=== DATA RECORDS ===

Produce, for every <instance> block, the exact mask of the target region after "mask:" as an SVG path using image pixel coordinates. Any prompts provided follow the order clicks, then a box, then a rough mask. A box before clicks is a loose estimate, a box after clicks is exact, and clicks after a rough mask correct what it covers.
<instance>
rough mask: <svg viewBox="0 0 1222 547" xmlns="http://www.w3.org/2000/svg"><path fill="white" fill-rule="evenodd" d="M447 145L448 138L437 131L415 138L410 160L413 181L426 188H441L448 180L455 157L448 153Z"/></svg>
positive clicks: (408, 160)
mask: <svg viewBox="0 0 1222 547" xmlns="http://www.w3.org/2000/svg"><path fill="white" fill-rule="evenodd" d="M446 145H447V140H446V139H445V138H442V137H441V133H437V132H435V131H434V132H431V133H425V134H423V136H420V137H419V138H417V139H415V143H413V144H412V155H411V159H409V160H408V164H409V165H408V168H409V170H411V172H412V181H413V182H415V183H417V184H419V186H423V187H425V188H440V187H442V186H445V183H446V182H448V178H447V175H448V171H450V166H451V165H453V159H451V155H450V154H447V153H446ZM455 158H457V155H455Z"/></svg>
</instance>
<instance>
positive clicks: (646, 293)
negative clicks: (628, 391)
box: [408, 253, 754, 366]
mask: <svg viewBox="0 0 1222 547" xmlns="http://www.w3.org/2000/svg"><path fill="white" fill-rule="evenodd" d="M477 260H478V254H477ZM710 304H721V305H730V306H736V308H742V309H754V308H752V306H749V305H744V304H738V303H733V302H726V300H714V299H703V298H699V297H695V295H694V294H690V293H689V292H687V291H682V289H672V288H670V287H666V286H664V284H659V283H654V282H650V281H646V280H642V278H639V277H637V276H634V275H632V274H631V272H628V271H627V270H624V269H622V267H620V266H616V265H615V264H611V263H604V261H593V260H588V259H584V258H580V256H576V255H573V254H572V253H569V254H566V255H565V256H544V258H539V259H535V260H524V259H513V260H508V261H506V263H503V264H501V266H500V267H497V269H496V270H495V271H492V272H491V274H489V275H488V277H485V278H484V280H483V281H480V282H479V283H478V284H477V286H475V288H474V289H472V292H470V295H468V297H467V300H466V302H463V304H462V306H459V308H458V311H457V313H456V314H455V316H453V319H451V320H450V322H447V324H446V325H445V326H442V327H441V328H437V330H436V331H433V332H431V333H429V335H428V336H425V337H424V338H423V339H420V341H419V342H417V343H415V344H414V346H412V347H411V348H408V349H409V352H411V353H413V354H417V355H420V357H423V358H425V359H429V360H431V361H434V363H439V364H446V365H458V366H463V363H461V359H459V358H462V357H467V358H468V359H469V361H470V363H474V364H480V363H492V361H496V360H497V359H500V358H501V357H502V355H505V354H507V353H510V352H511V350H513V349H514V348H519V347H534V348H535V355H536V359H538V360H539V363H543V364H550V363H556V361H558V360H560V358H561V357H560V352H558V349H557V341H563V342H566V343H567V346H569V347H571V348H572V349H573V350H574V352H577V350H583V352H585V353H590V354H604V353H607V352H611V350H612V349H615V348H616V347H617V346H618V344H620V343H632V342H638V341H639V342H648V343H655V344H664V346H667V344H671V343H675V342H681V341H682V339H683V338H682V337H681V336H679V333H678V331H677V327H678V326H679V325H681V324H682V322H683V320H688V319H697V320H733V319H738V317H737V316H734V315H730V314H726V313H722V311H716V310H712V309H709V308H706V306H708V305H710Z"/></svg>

===

What is the number of lines in the records that hold the word "instance"? Answer with that number only.

_REPLY_
4